▶ Given request: Set out every line of the material below as a numbered list, skipping any blank lines.

▶ Supplied records:
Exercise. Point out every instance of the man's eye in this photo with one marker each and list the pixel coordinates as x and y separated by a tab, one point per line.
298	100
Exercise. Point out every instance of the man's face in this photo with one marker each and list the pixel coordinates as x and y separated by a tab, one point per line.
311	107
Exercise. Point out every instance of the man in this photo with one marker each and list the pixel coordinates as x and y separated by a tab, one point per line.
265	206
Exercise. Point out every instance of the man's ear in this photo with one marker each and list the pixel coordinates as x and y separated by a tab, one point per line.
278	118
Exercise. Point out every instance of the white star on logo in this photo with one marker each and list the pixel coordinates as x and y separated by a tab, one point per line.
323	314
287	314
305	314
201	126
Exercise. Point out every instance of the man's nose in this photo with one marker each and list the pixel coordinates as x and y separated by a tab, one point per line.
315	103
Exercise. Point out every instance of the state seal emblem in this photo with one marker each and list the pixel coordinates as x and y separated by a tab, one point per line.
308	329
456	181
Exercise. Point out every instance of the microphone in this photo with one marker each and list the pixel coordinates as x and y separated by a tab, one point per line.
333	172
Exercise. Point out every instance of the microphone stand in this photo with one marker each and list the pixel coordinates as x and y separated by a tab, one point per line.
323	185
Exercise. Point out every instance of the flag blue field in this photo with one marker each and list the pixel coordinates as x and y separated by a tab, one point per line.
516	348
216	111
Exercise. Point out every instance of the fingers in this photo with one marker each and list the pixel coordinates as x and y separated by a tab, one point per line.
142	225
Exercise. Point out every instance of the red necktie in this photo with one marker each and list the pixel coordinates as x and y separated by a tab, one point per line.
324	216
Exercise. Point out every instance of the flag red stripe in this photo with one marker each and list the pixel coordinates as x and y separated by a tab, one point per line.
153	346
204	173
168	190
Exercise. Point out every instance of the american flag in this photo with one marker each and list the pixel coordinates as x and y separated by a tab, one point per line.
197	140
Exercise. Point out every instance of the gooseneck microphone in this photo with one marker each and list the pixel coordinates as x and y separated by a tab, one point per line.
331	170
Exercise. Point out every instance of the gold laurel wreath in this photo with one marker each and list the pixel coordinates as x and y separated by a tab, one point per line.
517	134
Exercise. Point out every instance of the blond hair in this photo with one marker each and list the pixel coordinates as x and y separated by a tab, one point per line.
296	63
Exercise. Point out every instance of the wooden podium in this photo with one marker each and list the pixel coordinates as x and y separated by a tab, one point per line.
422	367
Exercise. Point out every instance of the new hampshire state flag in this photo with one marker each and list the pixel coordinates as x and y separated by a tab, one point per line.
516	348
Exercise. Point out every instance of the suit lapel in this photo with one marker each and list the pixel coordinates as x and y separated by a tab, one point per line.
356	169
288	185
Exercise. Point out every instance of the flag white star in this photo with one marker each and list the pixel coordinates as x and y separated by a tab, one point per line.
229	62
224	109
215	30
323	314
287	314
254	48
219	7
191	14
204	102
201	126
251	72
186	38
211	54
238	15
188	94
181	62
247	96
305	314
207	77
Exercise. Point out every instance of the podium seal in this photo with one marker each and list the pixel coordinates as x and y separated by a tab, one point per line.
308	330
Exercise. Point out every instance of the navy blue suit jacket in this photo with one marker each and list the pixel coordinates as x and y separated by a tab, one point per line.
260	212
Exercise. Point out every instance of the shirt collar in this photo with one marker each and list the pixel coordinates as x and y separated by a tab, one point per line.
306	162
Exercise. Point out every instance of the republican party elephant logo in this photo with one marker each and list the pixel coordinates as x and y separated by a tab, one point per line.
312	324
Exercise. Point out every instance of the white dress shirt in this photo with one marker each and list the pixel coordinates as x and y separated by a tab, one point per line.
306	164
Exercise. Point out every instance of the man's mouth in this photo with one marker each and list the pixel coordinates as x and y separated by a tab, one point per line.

▶ Correct response:
1. Exercise. Point out every instance of the man's eye in this photo with one marker each and list the pixel coordinates as x and y separated by a tab, one point per line.
2. 298	100
3. Exercise. Point out every instance of the man's face in this photo with one marker each and list the pixel coordinates as x and y separated by a tab, one point per line.
4. 311	107
5. Exercise. Point out every instance of the man in this photo with one marker each and list the pixel coordinates as x and y separated by a tab, one point per line.
6. 265	206
7. Exercise. Point out every instance of the man's ear in this photo with one marker each and list the pixel coordinates as x and y separated by a tab, one point per line.
8. 278	118
9. Exercise. Point out every instance of the white star on logo in this photo with one marker each and list the pixel coordinates as x and y separated by a tab, one point per line.
10. 323	314
11. 287	314
12. 305	314
13. 201	126
14. Exercise. Point out every instance of the man's nose in this photo with one marker each and list the pixel coordinates as x and y separated by a tab, one point per line.
15. 315	103
16. Exercise. Point out every instance of the state seal emblem in this photo with one marker each and list the pixel coordinates as x and y separated by a tab, one point per line.
17. 308	329
18. 456	181
19. Exercise. Point out every instance of the microphone in this photo with one marker each and list the pixel coordinates as x and y separated by a tab, one point per line.
20. 333	172
21. Exercise. Point out every instance of the microphone stand in this photo with one marker each and list the pixel coordinates as x and y separated by a tab, one point per line.
22. 323	185
23. Exercise. Point out every instance of the flag blue field in this photo with one marker each and list the pixel coordinates as x and y separated by a tab, one point per line.
24. 516	348
25. 216	111
26. Exercise. Point out every instance of the fingers in this photo with one marker each and list the pixel coordinates as x and y separated by a tab, one point per line.
27. 142	225
28. Exercise. Point out every instance of the red necktie in this photo with one marker each and list the pixel coordinates as x and y separated by a tab, one point per line.
29. 324	216
30. Exercise. Point out every instance of the flag red stripe in this photo with one marker each and list the pixel coordinates as x and y separated by a tab, one point per line.
31. 153	346
32. 204	173
33. 168	190
34. Exercise. Point out every instance of the american flag in this photo with one marker each and list the pixel coordinates as x and y separated by a tab, one point per line.
35. 197	140
36. Exercise. Point out every instance of the gooseneck microphone in this photo with one marker each and list the pixel coordinates as x and y separated by a tab, one point per line.
37. 331	170
38. Exercise. Point out every instance of the gold laurel wreath in this photo with one marker each and list the pixel coordinates as x and y separated by a tab, one point per line.
39. 517	134
40. Exercise. Point out every instance of the blond hair in this photo with one marker each and list the pixel coordinates as x and y separated by a tab, one point per line.
41. 296	63
42. Exercise. Point out every instance of the wooden podium in this photo with one marker each and list the pixel coordinates as x and y separated by a tab, one point per line.
43. 422	367
44. Exercise. Point out every instance of the new hampshire state flag in this photo with one marker each and list the pixel coordinates as x and y separated by a tab, one point per line.
45. 516	348
46. Exercise. Point out every instance of the suit lapel in this photo with one marker each and list the pixel coordinates as x and y separated by a tab, one point per line.
47. 356	169
48. 288	185
49. Exercise. Point out every instance of the flag white star in this photo with one marker each and list the pixel coordinates as x and y separated by a tab, one point per line.
50. 229	62
51. 224	109
52. 215	30
53. 323	314
54. 287	314
55. 254	48
56. 219	7
57. 191	14
58. 204	102
59. 201	126
60. 251	72
61. 186	38
62. 211	54
63. 238	15
64. 188	94
65. 181	62
66. 247	96
67. 305	314
68. 207	77
69. Exercise. Point out every instance of the podium seal in this photo with one marker each and list the pixel coordinates as x and y separated by a tab, one point per line.
70. 308	330
71. Exercise. Point out every instance of the navy blue suit jacket in this photo with one marker each and list the pixel coordinates as x and y separated by a tab, one point per line.
72. 260	212
73. Exercise. Point out every instance of the shirt collar in this photo with one marker each and list the pixel coordinates as x and y separated by a tab, one point per line.
74. 306	162
75. Exercise. Point out every instance of the republican party elephant logo in this photo with one marker each and list the pixel coordinates as x and y separated by a tab, one point per line.
76. 312	324
77. Exercise. Point out every instance of the white dress shirt in this photo with one marker each and list the pixel coordinates as x and y separated by a tab, one point per line.
78. 306	164
79. Exercise. Point out every instance of the man's mouth in this photo with one marker each and list the pixel coordinates as x and y separated by a tab, one point per line.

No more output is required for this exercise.